§ Stated problem
Output every one of the entries below verbatim, keeping each on its own line and changing nothing.

● ● ● ● ● ● ●

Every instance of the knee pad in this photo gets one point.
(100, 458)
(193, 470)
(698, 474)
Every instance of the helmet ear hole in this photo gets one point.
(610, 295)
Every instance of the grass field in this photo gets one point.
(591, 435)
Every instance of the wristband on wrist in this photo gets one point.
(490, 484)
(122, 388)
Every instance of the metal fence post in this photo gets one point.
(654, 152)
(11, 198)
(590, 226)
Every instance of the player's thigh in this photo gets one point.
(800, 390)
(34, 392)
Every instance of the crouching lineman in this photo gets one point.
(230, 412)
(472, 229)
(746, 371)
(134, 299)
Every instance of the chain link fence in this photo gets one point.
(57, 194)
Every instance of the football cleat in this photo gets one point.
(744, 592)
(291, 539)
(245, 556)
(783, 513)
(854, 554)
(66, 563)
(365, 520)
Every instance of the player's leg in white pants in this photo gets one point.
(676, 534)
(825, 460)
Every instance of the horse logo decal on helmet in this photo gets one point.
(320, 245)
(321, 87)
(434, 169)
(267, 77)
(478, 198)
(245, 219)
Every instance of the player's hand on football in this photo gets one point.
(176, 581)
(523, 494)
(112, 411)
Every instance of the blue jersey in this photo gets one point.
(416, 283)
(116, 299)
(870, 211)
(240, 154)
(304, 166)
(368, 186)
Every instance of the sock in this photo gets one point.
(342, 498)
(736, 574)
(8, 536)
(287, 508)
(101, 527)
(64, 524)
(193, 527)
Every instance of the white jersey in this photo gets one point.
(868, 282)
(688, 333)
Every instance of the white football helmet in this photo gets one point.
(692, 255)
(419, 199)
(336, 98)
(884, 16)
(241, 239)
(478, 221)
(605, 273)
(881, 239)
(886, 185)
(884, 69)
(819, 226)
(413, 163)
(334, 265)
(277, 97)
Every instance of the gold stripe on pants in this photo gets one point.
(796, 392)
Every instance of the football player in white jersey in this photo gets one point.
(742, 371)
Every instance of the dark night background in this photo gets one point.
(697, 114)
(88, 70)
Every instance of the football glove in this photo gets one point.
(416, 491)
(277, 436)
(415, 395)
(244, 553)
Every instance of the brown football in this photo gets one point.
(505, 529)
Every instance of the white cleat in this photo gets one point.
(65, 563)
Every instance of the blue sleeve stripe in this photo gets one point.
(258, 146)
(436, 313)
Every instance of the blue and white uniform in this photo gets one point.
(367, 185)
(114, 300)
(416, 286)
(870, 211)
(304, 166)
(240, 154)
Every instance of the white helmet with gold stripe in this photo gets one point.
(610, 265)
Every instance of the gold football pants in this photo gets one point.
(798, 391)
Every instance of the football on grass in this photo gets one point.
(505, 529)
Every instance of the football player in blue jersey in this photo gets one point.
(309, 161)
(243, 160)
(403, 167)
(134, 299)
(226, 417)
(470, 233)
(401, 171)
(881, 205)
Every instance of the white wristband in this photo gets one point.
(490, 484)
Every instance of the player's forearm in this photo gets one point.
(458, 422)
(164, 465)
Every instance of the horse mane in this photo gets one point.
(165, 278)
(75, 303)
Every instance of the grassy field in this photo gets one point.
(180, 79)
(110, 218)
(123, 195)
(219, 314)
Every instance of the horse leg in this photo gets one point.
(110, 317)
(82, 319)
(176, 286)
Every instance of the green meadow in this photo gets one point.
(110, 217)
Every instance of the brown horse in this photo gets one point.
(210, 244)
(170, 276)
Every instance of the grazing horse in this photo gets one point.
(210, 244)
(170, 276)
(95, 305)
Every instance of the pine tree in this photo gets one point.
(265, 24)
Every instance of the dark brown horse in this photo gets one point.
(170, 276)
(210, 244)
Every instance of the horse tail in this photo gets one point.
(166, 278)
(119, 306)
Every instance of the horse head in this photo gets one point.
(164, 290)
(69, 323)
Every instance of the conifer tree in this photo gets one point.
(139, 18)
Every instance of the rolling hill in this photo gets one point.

● ● ● ● ● ● ●

§ Written answer
Every instance of the knee pad in this photo gets one point.
(100, 458)
(193, 470)
(698, 474)
Every instance of the helmet ear hole in this photo gets one point.
(610, 295)
Every instance of the grass field in this photo gets one point.
(591, 435)
Every instance of the wristband on wrist in this photo gets one point.
(490, 484)
(122, 388)
Every instance of the metal fence post in this photo gets one point.
(654, 152)
(11, 198)
(590, 226)
Every instance of the player's thigh in this photo gets one point.
(800, 390)
(34, 392)
Every instance of the crouching lineman in this photo gets one point.
(230, 412)
(472, 229)
(746, 371)
(134, 299)
Every instance of the chain link fence in this photo gets one point.
(57, 194)
Every instance of the football cleat in this photo gets one point.
(744, 592)
(291, 539)
(245, 556)
(783, 513)
(854, 554)
(66, 563)
(365, 520)
Every instance of the player's leg in white pants in this photo gets one point.
(676, 534)
(825, 460)
Every instance of the horse logo decal on helmet in this photo gets one point.
(320, 245)
(321, 87)
(434, 169)
(267, 77)
(478, 198)
(245, 219)
Every instance of the player's hand on football in this photo gets one point.
(176, 581)
(523, 494)
(112, 411)
Every instance of the blue jersey in this photo gets one point.
(416, 283)
(116, 299)
(870, 211)
(240, 154)
(304, 166)
(368, 186)
Every instance of the sock in this photo gets one point.
(342, 498)
(736, 574)
(8, 536)
(287, 508)
(101, 527)
(64, 524)
(193, 527)
Every instance of the white jersey in this photo gets one point.
(868, 282)
(688, 333)
Every instance of the white football helmet in this photo gets one point.
(692, 255)
(419, 199)
(336, 98)
(884, 16)
(241, 239)
(478, 221)
(605, 273)
(881, 239)
(886, 185)
(884, 69)
(819, 226)
(413, 163)
(334, 265)
(277, 97)
Every instance of the gold stripe on pants in this photo gets one point.
(796, 392)
Every instance of the football player in white jersey in this photo gets one point.
(742, 371)
Every instance of the dark night background in this photo gets one point.
(697, 114)
(88, 70)
Every instance of the football glove in this photo gets one point.
(416, 491)
(277, 436)
(415, 395)
(244, 553)
Every instance of the brown football in this photo gets one point.
(505, 529)
Every instance of the white cleat in this photo gets one point.
(65, 563)
Every instance of the blue sleeve stripe in this photo gets one point.
(258, 146)
(436, 313)
Every instance of the blue and white uniform in this photo gets one point.
(367, 185)
(114, 300)
(416, 286)
(870, 211)
(304, 166)
(240, 154)
Every instance of the white helmet with gold stripe in this photo gets one point.
(610, 265)
Every instance of the gold football pants in this photo gets one point.
(798, 391)
Every instance of the football on grass in this photo gets one point.
(505, 529)
Every instance of the football player in blue jersey in this photo gets one point.
(309, 161)
(243, 160)
(403, 167)
(134, 299)
(226, 417)
(470, 233)
(401, 171)
(881, 205)
Every instance of the white wristband in this photo gets one point.
(490, 484)
Every instance of the player's forearm in this photo gets one point.
(458, 422)
(164, 465)
Every instance of the horse mane in this photo gets one point.
(165, 278)
(75, 303)
Every instance of the grassy field in this photo gets one point.
(180, 79)
(110, 218)
(123, 195)
(219, 314)
Every instance of the horse leg in this photo gets one point.
(110, 317)
(82, 319)
(176, 286)
Every instance of the green meadow in this photo gets one point.
(110, 217)
Every instance of the brown horse in this photo gets one point.
(210, 244)
(170, 276)
Every instance of the grazing horse in this photo gets one point.
(210, 244)
(170, 276)
(95, 305)
Every instance of the pine tree in this photo gets one point.
(265, 24)
Every instance of the dark brown horse in this photo gets one point.
(170, 276)
(210, 244)
Every instance of the horse tail in this photo gets one point.
(166, 278)
(119, 306)
Every instance of the horse head in this photo gets one point.
(164, 290)
(69, 323)
Every instance of the conifer tree in this photo gets one point.
(139, 18)
Every instance of the rolling hill in this photo gets one point.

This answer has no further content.